- [Task statement]
Copy each line exactly.
-*-*-
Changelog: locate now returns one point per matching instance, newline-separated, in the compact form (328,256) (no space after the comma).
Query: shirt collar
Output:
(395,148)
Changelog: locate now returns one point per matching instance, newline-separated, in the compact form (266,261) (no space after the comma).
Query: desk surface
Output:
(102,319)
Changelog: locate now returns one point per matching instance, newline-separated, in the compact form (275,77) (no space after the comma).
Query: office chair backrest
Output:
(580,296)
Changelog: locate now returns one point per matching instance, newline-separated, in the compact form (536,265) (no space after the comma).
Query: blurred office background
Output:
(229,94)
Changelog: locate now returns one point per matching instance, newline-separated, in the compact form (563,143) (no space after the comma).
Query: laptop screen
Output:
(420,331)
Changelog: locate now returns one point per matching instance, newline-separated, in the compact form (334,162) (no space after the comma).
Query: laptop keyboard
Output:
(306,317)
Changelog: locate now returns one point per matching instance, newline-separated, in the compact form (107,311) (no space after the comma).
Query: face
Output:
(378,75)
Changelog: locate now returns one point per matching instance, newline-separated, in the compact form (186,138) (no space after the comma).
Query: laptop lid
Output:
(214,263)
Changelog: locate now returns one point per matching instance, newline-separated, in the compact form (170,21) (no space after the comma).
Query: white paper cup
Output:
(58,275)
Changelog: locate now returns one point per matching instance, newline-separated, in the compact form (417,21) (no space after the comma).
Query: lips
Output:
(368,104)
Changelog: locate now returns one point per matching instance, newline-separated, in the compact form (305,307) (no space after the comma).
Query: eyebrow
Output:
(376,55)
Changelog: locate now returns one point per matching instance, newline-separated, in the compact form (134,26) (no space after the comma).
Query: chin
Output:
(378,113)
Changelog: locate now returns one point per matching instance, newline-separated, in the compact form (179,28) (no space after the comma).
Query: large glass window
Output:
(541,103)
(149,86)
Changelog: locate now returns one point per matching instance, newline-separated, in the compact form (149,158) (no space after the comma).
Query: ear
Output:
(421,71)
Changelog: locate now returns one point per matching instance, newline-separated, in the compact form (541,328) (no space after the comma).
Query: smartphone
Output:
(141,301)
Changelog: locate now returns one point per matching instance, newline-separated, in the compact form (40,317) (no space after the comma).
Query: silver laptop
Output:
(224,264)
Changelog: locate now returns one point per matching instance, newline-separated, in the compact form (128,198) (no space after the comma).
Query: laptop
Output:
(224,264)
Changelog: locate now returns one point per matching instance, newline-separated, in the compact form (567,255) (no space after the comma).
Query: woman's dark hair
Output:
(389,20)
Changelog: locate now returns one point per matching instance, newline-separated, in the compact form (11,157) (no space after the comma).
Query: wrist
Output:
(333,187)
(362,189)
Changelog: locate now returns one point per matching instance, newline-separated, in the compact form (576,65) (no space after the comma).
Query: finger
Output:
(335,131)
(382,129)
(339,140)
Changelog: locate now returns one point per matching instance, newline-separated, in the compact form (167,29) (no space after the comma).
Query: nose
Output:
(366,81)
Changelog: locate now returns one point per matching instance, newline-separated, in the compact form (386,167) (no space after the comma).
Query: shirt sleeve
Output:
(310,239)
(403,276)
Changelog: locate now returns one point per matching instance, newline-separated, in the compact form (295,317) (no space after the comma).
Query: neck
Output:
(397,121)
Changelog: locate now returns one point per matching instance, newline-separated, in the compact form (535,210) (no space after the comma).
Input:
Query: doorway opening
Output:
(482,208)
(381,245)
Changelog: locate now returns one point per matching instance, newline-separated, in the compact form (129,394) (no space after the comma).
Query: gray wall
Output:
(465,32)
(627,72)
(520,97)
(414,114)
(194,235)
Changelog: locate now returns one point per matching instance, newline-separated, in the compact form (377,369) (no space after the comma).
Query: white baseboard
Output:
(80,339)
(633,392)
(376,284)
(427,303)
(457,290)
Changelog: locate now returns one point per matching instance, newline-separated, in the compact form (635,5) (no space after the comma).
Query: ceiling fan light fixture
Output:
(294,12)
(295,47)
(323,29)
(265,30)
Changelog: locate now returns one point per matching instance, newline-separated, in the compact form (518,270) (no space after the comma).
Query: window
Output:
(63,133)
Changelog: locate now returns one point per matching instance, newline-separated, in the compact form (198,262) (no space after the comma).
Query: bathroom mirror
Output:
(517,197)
-*-*-
- [Reply]
Changelog: locate now returns one point per matching instance, newline-separated, in the compact form (328,256) (no space after the comma).
Query: shirt collar
Output:
(395,148)
Changelog: locate now returns one point per matching instance, newline-separated, in the compact form (266,261) (no space after the comma).
Query: desk surface
Output:
(102,319)
Changelog: locate now returns one point per matching instance, newline-separated, in the compact form (275,77) (no space after the comma).
Query: office chair backrest
Output:
(580,296)
Changelog: locate now returns one point per matching instance, newline-separated, in the compact form (536,265) (no space after the comma).
Query: blurred office background
Output:
(229,94)
Changelog: locate now returns one point per matching instance, newline-separated, in the compact form (563,143) (no space after the comma).
Query: laptop screen
Output:
(420,331)
Changelog: locate now returns one point per matching instance, newline-separated, in the compact form (334,162) (no space after the comma).
Query: laptop keyboard
Output:
(306,317)
Changelog: locate now returns one point per matching instance, newline-separated, in the compact form (107,311) (no space after the comma).
Query: face
Output:
(378,75)
Changelog: locate now returns one point per matching instance, newline-separated, in the compact form (186,138) (no space after the comma).
Query: laptop lid
Output:
(214,263)
Changelog: locate now returns one point per matching instance, newline-separated, in the compact form (170,21) (no space after the comma).
Query: white paper cup
Output:
(58,275)
Changelog: locate now returns one point per matching instance, newline-separated, in the compact form (417,21) (no space after the comma).
Query: lips
Output:
(368,104)
Changelog: locate now returns one point per matching instance, newline-separated, in the compact form (305,307) (no space after the comma).
Query: eyebrow
Output:
(376,55)
Changelog: locate now returns one point per matching instance, newline-separated, in the compact form (134,26) (no space after the comma).
Query: chin
Output:
(378,113)
Changelog: locate now returns one point per matching instance, newline-separated, in the compact form (179,28) (no space after the comma).
Query: large glass window
Output:
(541,103)
(149,86)
Changelog: locate now returns one point per matching instance, newline-separated, in the compact form (149,158) (no space after the comma).
Query: ear
Output:
(421,71)
Changelog: locate now returns one point per matching instance, newline-separated, in the compact form (541,328) (no space after the comma).
Query: smartphone
Output:
(141,301)
Changelog: locate now returns one point per matching instance, newline-separated, in the compact form (40,317) (no space after the comma).
Query: silver laptop
Output:
(224,264)
Changelog: locate now returns one point per matching instance, newline-separated, in the compact form (128,198) (no space after the comma).
Query: laptop
Output:
(224,264)
Changelog: locate now returns one point per matching instance, newline-separated, in the compact form (567,255) (no space after the comma).
Query: woman's dark hair
Output:
(389,20)
Changelog: locate now returns one point per matching instance, newline-separated, in the compact form (11,157) (no space after the comma).
Query: wrist
Output:
(333,187)
(362,189)
Changelog: locate now returns one point per matching instance, newline-separated, in the compact form (576,65) (no space after the comma).
Query: finger
Output:
(335,131)
(382,129)
(339,140)
Changelog: locate now returns one point per matching instance, newline-separated, in the compact form (167,29) (no space after the comma).
Query: nose
Output:
(366,81)
Changelog: locate now returns one point per matching instance, newline-separated, in the compact form (386,167) (no space after the comma).
Query: shirt sleeve
Output:
(310,239)
(403,276)
Changelog: locate now returns one point per matching instance, newline-separated, in the compact form (295,317) (no space after the comma).
Query: neck
Output:
(397,121)
Changelog: locate now returns one point per matching instance, newline-separated, in the compact form (535,210) (no space after the comma).
Input:
Query: doorway opening
Output:
(482,208)
(381,245)
Changelog: locate now returns one point per matching instance, newline-separated, in the compact form (129,394) (no space after the comma).
Query: gray wall
Output:
(465,32)
(627,72)
(520,97)
(414,114)
(194,235)
Changelog: locate now returns one point per matching instance, newline-separated, in the compact form (377,369) (no space after the comma).
Query: white baseboard
Output:
(80,339)
(633,392)
(376,284)
(427,303)
(457,290)
Changelog: locate now returns one point per matching instance, newline-separated, in the compact form (635,5) (no space after the comma).
Query: ceiling fan light fixture
Output:
(294,12)
(295,47)
(323,29)
(265,30)
Changelog: locate now returns one point per matching instance, newline-separated, in the compact form (518,270) (no space after the comma).
Query: window
Output:
(63,133)
Changelog: locate now returns one point per matching instance, newline-separated, in the compact form (198,262) (no space after the comma).
Query: bathroom mirror
Output:
(517,197)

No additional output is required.